Natural language region descriptions:
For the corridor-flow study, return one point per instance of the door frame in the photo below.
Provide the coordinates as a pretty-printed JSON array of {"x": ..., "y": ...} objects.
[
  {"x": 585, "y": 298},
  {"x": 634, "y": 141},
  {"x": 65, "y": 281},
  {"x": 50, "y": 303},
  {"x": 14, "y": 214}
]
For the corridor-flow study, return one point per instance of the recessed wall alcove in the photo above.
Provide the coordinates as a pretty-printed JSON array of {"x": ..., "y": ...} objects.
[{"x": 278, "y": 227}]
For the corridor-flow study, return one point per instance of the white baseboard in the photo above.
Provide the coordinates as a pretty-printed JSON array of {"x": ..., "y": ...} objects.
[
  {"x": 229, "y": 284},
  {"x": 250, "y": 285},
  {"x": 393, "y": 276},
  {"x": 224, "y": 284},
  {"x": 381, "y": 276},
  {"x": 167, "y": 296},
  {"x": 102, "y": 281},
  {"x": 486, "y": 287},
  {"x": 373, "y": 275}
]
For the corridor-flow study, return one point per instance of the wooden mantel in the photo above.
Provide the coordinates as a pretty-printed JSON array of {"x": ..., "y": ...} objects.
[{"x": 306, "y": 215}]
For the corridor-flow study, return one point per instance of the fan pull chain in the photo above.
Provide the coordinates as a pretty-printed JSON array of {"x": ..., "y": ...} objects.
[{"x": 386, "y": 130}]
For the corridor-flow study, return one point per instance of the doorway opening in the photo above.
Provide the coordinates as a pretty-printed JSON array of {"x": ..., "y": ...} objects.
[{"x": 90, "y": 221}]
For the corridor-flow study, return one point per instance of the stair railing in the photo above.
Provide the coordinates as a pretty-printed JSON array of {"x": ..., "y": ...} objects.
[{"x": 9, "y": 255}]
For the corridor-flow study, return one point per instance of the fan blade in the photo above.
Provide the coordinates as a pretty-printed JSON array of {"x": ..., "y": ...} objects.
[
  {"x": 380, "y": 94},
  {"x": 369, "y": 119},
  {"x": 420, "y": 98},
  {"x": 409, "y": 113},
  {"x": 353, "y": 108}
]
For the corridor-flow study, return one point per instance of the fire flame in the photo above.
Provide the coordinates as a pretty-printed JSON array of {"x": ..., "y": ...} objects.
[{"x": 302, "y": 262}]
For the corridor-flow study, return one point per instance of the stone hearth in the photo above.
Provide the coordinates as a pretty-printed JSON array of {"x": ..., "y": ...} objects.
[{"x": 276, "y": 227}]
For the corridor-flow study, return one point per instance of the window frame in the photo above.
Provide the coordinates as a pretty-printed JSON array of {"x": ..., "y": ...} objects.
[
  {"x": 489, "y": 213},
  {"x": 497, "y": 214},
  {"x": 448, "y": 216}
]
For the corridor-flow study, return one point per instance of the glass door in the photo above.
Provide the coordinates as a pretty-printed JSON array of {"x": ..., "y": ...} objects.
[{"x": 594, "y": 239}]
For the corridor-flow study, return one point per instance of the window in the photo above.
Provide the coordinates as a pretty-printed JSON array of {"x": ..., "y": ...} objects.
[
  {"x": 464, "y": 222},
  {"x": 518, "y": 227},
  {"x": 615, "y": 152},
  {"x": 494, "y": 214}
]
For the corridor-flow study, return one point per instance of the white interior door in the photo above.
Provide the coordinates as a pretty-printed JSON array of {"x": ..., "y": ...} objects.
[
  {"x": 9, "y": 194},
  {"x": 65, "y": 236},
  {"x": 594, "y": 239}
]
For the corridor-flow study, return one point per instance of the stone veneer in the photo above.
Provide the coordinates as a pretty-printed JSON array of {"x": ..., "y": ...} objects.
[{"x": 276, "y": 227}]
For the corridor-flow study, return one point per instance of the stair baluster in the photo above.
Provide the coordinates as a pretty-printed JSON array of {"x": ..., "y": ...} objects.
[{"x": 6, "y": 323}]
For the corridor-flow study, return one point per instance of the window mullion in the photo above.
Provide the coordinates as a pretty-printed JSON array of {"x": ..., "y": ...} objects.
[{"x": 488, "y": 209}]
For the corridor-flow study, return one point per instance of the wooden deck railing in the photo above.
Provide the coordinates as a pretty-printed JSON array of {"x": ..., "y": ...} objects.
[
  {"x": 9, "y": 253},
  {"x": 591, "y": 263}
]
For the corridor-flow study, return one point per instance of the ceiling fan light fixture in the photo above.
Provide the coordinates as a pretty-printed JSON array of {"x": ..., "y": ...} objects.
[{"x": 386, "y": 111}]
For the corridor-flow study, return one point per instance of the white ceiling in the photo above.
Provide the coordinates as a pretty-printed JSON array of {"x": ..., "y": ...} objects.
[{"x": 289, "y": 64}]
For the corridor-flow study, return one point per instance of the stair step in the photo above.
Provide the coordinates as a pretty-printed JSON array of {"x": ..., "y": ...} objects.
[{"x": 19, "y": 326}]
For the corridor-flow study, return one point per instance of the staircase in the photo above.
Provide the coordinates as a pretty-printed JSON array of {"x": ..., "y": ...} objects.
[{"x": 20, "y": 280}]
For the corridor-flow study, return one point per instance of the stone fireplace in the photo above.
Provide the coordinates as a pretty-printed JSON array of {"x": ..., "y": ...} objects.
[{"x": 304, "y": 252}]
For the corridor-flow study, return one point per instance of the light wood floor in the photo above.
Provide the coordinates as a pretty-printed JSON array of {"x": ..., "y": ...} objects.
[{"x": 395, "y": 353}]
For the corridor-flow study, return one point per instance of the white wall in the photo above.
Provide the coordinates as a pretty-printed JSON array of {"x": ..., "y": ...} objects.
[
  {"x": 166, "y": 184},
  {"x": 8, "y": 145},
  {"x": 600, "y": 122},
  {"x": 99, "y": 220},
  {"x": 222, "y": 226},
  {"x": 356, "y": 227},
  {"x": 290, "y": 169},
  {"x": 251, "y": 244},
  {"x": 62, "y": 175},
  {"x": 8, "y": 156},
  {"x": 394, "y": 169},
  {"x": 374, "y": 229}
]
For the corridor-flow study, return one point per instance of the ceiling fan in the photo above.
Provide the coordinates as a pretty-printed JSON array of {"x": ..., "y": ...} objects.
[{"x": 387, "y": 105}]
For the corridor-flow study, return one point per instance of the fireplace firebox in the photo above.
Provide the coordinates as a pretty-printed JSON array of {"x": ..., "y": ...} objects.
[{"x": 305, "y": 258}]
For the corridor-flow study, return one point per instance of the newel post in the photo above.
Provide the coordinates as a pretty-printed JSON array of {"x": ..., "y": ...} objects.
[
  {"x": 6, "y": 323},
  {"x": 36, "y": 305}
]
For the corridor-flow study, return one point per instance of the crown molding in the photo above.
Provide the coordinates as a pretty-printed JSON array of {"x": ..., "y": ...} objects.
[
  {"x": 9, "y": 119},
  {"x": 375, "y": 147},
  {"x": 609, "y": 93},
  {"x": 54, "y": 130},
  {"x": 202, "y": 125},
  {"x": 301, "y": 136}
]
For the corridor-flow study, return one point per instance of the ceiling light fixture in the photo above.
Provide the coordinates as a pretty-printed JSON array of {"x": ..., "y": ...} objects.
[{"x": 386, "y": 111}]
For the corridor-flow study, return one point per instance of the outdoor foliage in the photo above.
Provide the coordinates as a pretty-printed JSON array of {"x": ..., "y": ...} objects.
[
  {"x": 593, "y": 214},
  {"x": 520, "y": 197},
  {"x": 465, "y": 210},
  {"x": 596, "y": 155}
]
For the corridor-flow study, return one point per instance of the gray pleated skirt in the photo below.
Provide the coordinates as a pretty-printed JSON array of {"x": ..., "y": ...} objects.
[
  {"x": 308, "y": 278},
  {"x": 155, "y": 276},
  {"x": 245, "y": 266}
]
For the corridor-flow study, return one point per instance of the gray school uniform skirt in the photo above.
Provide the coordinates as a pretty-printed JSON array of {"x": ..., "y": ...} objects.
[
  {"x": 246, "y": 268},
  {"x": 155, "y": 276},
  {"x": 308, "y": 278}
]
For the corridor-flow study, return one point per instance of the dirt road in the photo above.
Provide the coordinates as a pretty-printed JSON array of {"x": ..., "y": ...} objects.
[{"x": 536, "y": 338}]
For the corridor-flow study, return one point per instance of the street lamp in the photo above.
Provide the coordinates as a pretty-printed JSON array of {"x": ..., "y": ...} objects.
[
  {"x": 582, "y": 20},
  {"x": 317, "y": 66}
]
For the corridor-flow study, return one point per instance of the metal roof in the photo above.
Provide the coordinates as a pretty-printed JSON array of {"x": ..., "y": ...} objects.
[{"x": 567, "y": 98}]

What to work on:
Tally the lines above that include "frame"; give only the tally.

Reply:
2